**WHAT IS NEEDED:**
Output the data below exactly. Leave nothing out.

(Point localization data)
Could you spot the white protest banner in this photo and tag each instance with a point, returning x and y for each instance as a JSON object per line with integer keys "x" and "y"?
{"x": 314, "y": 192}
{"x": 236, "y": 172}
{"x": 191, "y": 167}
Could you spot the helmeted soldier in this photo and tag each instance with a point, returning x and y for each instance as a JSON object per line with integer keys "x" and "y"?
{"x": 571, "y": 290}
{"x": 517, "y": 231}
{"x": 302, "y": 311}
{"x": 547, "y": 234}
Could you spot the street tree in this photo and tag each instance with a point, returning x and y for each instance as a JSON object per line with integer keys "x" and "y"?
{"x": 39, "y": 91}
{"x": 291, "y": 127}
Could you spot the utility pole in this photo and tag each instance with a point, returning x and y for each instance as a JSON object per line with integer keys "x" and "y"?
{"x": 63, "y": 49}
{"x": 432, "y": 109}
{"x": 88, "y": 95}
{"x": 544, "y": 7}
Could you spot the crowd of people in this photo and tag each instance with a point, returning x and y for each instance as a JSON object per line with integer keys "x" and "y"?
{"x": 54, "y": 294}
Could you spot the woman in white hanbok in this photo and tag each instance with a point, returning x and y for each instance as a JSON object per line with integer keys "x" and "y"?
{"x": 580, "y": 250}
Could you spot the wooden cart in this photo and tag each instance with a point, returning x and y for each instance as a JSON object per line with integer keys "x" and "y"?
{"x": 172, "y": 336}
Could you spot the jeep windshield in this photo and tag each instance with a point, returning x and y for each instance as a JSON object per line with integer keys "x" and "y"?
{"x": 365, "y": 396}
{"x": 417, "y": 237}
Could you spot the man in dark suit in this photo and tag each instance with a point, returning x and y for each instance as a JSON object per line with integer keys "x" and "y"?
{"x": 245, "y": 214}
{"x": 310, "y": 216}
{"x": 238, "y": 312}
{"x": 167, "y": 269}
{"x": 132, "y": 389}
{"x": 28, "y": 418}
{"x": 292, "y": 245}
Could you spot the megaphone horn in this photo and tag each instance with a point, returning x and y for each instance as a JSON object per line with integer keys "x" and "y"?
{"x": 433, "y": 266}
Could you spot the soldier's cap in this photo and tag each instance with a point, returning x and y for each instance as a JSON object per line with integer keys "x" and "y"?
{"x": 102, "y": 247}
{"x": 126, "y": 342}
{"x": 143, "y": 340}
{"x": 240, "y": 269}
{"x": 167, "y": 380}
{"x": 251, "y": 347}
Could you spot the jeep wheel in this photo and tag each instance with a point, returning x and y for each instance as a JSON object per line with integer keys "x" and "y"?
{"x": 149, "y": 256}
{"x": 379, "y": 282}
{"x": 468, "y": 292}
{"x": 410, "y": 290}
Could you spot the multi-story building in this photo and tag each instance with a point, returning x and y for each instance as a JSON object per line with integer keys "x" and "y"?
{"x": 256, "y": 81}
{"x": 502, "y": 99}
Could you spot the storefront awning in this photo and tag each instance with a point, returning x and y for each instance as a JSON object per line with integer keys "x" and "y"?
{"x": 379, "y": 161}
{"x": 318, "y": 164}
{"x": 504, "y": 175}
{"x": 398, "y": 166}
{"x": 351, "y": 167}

**TASK ANSWER:**
Could you spot the white protest banner in this photo and tag each instance with a point, returning x and y for each instance as a JSON object per line with integer keys "x" and "y"?
{"x": 314, "y": 192}
{"x": 236, "y": 172}
{"x": 191, "y": 167}
Could you spot the helmeted soldier in this photo and tag each instance with a point, returning x and y for each instance as a JSON object per line with integer keys "x" and "y"?
{"x": 571, "y": 290}
{"x": 517, "y": 231}
{"x": 302, "y": 311}
{"x": 547, "y": 234}
Could you spot the street tree in this photo and tag each instance with a point, returning x and y for each instance as a JSON object per line with integer keys "x" and "y"?
{"x": 39, "y": 91}
{"x": 291, "y": 127}
Could you spot the utility pole in this photo and tag each instance with a point, returning x and y for each instance as a JSON object per line with integer keys "x" and "y"?
{"x": 63, "y": 49}
{"x": 432, "y": 109}
{"x": 88, "y": 95}
{"x": 544, "y": 7}
Could you spot the crowd of people in this photo and tag each instance with a point, returning x and y for each instance as a JSON object per line with integer keys "x" and "y"?
{"x": 54, "y": 294}
Could you spot the woman in white hanbok in this photo and tag each instance with a point, returning x and y for each instance as a JSON object per line with integer keys "x" and "y"?
{"x": 580, "y": 250}
Could you spot the wooden cart in this photo and tag each instance with a point, returning x and y for each instance as a JSON object per line with integer keys "x" and "y"?
{"x": 172, "y": 336}
Could you spot the jeep windshield in this photo and tag each instance with a point, returning x and y for each instance as a JSON object per line with integer keys "x" and "y"?
{"x": 365, "y": 396}
{"x": 417, "y": 237}
Could you spot the man in dark suit in this photo and tag each instance with a point, returning x and y for each instance as a JSON object per line with integer keys "x" and "y"?
{"x": 245, "y": 214}
{"x": 310, "y": 216}
{"x": 238, "y": 312}
{"x": 167, "y": 269}
{"x": 132, "y": 389}
{"x": 28, "y": 418}
{"x": 292, "y": 245}
Could you spot the megaphone horn in this photo and tag each instance with a point, returning x and y for each instance as a JSON object per line with integer keys "x" and "y"?
{"x": 433, "y": 266}
Could you spot the soldier's cap in this photo and tag each instance with a point, returning x and y for each instance as a JSON object per line with integer keys "x" and "y"?
{"x": 102, "y": 247}
{"x": 126, "y": 342}
{"x": 143, "y": 340}
{"x": 240, "y": 269}
{"x": 167, "y": 380}
{"x": 251, "y": 347}
Could you spot the jeep wheel in this photo and tag each instance with a point, returning x and y for each instance as a JSON object per line with integer keys "x" and "y"?
{"x": 149, "y": 256}
{"x": 379, "y": 282}
{"x": 468, "y": 292}
{"x": 410, "y": 290}
Could you spot the multi-story building in this photo and tag each instance with a point, returning x and y for each instance as a JSON object per line with integer keys "x" and "y"?
{"x": 256, "y": 81}
{"x": 502, "y": 99}
Could you spot the storefront awning in this photo and tag each instance with a point, returning x and y for each instance as a JSON object per line with integer keys "x" and "y"?
{"x": 379, "y": 161}
{"x": 318, "y": 164}
{"x": 504, "y": 175}
{"x": 398, "y": 166}
{"x": 351, "y": 167}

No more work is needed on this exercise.